GIVEN REQUEST 1: Locate each line in the records that includes the word "wooden", and copy those lines.

QUOTED PASSAGE:
-- Begin --
Hello!

Just wanted to report back that it works really well. It is about 50% slower than running the md5 command on the command line of my mac. A 4.15 gb file takes around 20 seconds in BaseX compared to 10 seconds using the native command. 

Not sure if this is a limitation in Java or if performance could be tweaked further. But at the moment it feels unimportant for our case. 

Thank you again for your swift reply and delivery!

Regards,
Johan Mörén


On Sun Jan 25 2015 at 1:56:21 PM Johan Mörén <johan.moren@gmail.com> wrote:
Great news Christian. I'll try it out tomorrow at work!

/Johan

On Sun, Jan 25, 2015 at 1:22 PM, Christian Grün <christian.gruen@gmail.com> wrote:
Hi Johan,

A new snapshot is available [1]. In the course of rewriting the
hashing code, I further improved our streamlining architecture [2, 3].
-- End --
GIVEN REQUEST 2: According to the email thread, how long does a 4.15 gb file take in BaseX, and how long with the native command?

(Records for location labeling)
-- Begin --
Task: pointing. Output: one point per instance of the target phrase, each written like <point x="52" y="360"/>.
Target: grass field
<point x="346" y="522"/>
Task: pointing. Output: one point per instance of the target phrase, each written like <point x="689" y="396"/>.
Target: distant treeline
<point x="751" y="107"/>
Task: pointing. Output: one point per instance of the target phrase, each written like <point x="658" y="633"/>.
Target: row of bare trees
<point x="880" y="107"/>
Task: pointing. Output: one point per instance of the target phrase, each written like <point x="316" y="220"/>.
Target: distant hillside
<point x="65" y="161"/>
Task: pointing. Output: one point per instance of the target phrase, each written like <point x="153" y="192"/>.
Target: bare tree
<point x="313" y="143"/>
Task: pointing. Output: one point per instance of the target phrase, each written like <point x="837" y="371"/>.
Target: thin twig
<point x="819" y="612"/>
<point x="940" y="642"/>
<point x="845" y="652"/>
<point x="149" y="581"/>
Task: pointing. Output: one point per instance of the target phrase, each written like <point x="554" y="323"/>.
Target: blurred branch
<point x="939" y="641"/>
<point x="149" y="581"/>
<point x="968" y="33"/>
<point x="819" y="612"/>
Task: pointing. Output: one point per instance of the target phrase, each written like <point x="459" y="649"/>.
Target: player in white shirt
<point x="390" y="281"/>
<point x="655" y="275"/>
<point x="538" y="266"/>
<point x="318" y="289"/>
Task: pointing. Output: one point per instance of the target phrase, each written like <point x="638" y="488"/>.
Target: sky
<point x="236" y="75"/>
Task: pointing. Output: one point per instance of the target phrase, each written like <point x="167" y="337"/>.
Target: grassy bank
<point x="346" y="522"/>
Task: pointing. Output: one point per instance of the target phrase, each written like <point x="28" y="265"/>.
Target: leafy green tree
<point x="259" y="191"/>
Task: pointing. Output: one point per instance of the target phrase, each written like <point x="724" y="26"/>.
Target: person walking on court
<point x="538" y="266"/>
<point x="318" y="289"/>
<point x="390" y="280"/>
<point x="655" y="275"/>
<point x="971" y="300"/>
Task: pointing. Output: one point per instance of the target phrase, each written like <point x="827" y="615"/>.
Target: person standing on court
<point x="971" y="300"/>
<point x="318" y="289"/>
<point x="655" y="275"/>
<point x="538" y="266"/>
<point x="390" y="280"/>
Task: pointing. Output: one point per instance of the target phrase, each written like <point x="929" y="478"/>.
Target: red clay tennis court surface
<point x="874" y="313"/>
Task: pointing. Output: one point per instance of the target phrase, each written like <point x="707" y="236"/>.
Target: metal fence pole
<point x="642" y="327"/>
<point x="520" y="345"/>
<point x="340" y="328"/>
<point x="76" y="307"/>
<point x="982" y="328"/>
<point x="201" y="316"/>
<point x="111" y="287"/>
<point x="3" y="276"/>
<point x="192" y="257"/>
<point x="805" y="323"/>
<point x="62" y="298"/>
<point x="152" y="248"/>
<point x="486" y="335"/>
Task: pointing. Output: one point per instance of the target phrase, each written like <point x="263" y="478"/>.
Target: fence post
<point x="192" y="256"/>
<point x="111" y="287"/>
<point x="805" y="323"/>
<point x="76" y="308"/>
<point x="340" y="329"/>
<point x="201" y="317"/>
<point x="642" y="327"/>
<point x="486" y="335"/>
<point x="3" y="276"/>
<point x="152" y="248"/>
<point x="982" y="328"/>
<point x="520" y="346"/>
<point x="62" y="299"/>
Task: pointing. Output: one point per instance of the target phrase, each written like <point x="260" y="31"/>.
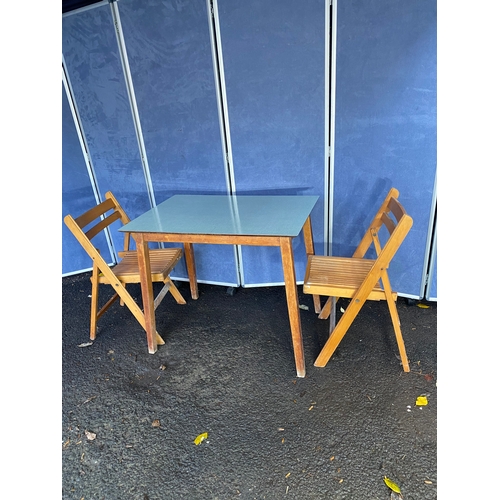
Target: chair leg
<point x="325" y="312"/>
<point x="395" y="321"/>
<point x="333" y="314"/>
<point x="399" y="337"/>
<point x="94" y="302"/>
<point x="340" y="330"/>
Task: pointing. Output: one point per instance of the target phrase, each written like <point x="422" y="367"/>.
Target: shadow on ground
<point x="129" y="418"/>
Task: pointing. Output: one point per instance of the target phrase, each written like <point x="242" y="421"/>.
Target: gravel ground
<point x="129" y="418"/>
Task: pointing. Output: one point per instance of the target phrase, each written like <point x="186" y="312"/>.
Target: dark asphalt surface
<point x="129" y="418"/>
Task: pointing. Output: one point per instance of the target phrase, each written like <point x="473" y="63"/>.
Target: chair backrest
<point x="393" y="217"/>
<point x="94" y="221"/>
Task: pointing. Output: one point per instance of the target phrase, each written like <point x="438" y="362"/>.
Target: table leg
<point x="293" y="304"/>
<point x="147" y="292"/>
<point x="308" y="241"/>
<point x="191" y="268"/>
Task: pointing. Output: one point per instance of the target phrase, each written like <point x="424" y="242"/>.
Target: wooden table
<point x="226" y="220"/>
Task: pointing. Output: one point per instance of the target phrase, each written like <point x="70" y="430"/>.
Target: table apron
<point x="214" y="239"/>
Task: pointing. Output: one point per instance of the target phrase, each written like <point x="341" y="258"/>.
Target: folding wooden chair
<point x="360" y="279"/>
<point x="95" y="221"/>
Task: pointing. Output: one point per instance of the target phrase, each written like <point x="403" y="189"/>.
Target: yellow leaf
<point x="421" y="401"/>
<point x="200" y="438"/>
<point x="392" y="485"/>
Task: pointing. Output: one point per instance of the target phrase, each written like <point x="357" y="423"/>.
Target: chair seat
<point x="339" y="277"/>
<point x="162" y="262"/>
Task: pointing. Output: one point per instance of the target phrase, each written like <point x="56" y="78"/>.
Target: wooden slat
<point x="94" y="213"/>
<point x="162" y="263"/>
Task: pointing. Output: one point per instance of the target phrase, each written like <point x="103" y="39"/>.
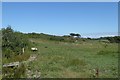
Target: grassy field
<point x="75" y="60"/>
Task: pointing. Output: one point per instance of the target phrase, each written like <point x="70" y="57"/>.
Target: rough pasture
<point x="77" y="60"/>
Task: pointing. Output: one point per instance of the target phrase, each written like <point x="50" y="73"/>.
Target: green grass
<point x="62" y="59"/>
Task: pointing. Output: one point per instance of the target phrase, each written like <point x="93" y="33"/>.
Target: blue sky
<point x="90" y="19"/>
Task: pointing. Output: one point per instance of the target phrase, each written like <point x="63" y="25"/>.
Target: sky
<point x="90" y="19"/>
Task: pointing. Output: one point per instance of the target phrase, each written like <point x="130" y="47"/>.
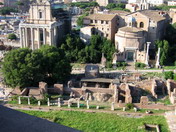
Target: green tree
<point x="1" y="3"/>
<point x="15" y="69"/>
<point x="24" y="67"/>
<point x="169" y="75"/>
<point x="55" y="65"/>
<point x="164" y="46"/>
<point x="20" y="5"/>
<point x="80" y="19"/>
-- End --
COMPLETE ANSWER 1:
Target: wooden table
Target: folding wooden chair
Target: wooden slat

COMPLETE ANSWER 2: Around 20 seconds in BaseX, compared to 10 seconds with the native command.